EXTRACT PROVIDED =>
══════════════════════════════

Food shortages, hunger, starvation, and food security are not new issues in the country, or elsewhere in the continent.
What is notable however is the fact that post-harvest loss, a crucial component of the food security agenda, has not been given as much attention as food production or hunger management.
Post-harvest loss is the degradation in both quantity and quality of food production, from harvest to consumption.
Globally, about 1.3 billion tonnes — or one third of all food produced for human consumption — are lost before they reach the market or the consumer annually.
This is enough to feed all the undernourished people in the world.
In sub-Saharan Africa, home to more than 230 million people suffering from chronic undernourishment, 30-50 per cent of the food produced is lost at various points along the value chain.
Post-harvest losses come about due to lack of adequate storage facilities, access roads and refrigeration, according to the UN Food and Agriculture Organisation (FAO).

══════════════════════════════

TASKS TO PERFORM =>
[A] In the text on post-harvest loss, what does the UN Food and Agriculture Organisation say causes post-harvest losses?
[B] Transcribe the post-harvest loss text between "Post-harvest loss is" and "Agriculture Organisation (FAO).", inclusive.
[C] Shorten the paragraph of the post-harvest loss text that begins "In sub-Saharan Africa" and keep its main facts.
The records that come next have nothing to do with this text.

══════════════════════════════

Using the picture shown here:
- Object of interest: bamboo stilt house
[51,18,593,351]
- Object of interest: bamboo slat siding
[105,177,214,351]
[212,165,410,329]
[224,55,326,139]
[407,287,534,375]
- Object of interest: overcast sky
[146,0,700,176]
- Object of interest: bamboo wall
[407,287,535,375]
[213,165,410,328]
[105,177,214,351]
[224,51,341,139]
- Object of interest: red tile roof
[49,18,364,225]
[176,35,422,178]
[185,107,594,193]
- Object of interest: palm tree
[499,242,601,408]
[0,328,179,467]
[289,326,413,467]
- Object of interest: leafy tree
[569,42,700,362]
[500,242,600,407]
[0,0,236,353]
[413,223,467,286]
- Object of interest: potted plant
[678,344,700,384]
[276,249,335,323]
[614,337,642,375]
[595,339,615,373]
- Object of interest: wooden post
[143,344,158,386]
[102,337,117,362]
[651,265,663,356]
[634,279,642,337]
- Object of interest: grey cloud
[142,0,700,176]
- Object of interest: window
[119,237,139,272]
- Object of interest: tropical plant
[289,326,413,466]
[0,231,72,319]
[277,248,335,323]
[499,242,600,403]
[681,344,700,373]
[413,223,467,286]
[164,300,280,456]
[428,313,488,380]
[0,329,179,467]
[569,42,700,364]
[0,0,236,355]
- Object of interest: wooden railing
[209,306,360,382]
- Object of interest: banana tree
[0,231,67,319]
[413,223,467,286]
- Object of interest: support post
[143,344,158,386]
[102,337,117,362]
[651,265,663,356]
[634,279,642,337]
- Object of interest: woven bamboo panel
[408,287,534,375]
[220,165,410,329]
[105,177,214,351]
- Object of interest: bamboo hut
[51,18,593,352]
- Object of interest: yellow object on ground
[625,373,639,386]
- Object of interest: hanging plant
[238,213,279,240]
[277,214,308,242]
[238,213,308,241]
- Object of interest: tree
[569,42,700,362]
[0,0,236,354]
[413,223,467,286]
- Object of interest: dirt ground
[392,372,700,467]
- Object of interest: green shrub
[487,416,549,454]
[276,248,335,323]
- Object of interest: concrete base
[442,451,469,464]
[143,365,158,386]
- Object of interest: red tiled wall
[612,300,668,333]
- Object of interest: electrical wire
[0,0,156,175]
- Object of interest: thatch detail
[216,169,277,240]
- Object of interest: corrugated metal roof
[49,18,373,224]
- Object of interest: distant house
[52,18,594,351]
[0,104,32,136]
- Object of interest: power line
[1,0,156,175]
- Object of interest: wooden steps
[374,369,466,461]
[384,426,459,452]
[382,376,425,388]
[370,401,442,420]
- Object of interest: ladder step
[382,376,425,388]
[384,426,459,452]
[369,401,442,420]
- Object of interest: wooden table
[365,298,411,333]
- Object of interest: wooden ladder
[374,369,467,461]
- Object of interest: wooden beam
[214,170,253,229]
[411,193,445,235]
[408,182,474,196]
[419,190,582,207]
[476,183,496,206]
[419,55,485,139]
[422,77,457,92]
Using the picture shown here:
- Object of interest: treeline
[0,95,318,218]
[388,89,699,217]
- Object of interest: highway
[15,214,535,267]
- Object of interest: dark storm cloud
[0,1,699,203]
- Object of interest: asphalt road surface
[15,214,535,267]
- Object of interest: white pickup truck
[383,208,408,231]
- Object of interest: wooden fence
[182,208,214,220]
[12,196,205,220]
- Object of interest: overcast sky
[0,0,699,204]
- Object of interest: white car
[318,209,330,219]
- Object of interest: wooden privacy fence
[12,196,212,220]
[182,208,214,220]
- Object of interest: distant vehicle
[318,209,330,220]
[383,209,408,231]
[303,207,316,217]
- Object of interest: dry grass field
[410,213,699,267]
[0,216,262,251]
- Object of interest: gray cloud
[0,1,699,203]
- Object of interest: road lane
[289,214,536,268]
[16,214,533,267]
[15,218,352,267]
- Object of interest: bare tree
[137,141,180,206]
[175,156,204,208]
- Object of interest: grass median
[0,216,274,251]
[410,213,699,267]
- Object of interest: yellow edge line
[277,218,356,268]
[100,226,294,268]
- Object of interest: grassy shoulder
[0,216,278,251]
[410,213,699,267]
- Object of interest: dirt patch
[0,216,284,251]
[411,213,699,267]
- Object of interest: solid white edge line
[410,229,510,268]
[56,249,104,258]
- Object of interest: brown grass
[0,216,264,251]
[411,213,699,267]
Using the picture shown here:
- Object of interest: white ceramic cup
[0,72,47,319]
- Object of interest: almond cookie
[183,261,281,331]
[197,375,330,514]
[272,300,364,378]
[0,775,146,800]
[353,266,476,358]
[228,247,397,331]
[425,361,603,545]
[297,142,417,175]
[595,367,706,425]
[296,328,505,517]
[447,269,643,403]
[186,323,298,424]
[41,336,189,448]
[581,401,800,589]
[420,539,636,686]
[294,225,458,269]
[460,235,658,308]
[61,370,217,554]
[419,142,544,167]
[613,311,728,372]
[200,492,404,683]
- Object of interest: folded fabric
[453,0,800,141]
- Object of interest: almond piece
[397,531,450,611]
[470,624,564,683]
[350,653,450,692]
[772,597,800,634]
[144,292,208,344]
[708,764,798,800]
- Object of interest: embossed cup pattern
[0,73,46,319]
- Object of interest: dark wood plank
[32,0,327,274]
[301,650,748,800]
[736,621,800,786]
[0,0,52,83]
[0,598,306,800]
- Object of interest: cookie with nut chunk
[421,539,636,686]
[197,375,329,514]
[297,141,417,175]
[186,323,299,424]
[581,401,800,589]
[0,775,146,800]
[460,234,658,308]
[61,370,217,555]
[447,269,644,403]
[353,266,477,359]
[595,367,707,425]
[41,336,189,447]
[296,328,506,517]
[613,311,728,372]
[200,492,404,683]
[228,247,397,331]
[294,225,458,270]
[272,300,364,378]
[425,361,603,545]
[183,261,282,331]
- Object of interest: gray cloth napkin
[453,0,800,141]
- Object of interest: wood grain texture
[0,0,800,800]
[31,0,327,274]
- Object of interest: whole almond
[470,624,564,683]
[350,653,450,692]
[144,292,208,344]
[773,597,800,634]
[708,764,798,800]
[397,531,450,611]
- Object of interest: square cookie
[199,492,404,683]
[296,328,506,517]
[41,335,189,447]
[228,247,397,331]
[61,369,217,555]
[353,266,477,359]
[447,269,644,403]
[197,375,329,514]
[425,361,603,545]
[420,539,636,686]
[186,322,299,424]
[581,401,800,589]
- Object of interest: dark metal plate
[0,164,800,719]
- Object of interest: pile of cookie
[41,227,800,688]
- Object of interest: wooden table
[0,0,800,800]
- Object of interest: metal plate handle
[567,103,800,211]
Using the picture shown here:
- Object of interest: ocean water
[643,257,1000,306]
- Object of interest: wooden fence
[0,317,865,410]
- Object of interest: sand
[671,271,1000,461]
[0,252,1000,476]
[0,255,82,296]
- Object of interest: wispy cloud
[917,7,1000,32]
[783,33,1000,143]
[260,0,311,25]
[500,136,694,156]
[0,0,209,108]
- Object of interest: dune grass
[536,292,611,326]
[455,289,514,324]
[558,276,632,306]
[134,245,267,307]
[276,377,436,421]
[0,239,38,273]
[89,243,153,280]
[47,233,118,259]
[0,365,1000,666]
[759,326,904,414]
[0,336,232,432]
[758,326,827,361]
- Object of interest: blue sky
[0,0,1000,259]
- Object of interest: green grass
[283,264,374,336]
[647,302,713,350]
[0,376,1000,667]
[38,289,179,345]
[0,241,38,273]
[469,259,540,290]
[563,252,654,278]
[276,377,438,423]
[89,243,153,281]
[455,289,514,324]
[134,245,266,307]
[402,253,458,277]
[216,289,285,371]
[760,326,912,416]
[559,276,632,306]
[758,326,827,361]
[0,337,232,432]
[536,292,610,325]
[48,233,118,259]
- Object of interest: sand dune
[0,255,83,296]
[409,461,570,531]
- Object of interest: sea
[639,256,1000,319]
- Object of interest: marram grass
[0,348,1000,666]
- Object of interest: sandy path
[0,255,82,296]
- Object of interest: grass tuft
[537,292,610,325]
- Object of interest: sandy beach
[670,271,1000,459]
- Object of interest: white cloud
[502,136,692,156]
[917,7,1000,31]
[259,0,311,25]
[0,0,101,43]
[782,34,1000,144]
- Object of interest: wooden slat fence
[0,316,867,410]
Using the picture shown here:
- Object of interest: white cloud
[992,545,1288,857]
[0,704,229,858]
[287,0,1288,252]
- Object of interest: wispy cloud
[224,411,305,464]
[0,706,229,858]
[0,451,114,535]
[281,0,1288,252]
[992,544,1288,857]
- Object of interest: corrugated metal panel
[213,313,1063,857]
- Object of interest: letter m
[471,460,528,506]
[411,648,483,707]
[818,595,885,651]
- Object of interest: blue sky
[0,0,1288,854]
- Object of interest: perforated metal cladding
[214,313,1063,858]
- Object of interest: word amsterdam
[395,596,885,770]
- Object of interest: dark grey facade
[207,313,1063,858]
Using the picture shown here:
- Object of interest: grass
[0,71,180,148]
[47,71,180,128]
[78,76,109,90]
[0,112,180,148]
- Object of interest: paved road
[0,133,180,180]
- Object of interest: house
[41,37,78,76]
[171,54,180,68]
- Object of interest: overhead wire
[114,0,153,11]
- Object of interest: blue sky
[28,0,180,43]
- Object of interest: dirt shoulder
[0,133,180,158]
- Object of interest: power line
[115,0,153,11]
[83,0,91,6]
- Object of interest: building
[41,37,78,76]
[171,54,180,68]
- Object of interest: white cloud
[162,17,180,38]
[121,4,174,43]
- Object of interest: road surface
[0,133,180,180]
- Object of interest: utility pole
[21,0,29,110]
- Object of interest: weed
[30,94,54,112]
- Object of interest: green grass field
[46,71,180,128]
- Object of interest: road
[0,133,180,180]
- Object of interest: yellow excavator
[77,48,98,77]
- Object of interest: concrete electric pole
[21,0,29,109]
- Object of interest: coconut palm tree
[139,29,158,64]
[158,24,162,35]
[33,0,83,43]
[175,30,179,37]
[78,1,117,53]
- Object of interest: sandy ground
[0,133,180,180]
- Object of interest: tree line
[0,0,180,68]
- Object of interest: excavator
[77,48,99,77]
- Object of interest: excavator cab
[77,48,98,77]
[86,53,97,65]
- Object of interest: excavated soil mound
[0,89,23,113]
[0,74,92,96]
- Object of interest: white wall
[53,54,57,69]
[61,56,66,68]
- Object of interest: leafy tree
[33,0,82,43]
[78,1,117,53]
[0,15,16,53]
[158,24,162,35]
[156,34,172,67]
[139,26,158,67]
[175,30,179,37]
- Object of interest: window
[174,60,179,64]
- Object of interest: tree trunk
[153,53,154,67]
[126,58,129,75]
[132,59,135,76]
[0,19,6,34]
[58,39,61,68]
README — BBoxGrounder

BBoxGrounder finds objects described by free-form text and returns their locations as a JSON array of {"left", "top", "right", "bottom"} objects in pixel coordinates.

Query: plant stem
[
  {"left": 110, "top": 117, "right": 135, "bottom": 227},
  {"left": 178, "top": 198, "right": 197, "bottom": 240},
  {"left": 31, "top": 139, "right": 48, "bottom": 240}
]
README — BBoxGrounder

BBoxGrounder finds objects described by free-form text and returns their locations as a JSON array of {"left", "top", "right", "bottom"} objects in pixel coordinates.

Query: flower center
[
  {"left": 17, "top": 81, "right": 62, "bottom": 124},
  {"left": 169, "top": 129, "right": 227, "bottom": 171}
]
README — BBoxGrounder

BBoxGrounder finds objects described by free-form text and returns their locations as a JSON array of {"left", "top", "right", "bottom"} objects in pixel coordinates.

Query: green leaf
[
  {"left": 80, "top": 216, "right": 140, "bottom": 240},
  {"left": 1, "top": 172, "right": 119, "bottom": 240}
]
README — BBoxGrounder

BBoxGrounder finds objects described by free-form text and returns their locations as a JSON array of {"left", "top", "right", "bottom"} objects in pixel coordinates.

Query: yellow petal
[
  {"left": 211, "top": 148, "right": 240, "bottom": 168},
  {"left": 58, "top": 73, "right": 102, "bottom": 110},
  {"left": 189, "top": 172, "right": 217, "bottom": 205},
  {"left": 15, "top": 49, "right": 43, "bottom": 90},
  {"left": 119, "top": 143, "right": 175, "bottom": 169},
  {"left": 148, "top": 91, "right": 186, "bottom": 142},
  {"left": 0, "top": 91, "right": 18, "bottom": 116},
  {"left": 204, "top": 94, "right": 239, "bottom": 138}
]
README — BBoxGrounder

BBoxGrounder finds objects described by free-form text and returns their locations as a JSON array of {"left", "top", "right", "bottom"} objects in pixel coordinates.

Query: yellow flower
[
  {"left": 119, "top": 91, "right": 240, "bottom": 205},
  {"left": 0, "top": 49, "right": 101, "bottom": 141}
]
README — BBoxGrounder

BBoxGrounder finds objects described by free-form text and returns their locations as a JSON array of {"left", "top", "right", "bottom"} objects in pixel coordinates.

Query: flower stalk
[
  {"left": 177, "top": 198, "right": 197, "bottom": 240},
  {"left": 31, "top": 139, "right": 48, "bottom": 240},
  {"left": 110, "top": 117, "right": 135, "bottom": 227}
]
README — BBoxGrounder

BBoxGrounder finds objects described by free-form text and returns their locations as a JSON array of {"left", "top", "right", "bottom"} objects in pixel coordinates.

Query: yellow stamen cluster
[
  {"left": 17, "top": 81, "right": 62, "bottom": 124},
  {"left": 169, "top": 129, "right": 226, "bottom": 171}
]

══════════════════════════════

WORKED SOLUTIONS =>
[A] A lack of adequate storage facilities, access roads and refrigeration.

[B]
Post-harvest loss is the degradation in both quantity and quality of food production, from harvest to consumption.
Globally, about 1.3 billion tonnes — or one third of all food produced for human consumption — are lost before they reach the market or the consumer annually.
This is enough to feed all the undernourished people in the world.
In sub-Saharan Africa, home to more than 230 million people suffering from chronic undernourishment, 30-50 per cent of the food produced is lost at various points along the value chain.
Post-harvest losses come about due to lack of adequate storage facilities, access roads and refrigeration, according to the UN Food and Agriculture Organisation (FAO).

[C] Sub-Saharan Africa has more than 230 million chronically undernourished people and loses 30-50 per cent of its food at various points along the value chain.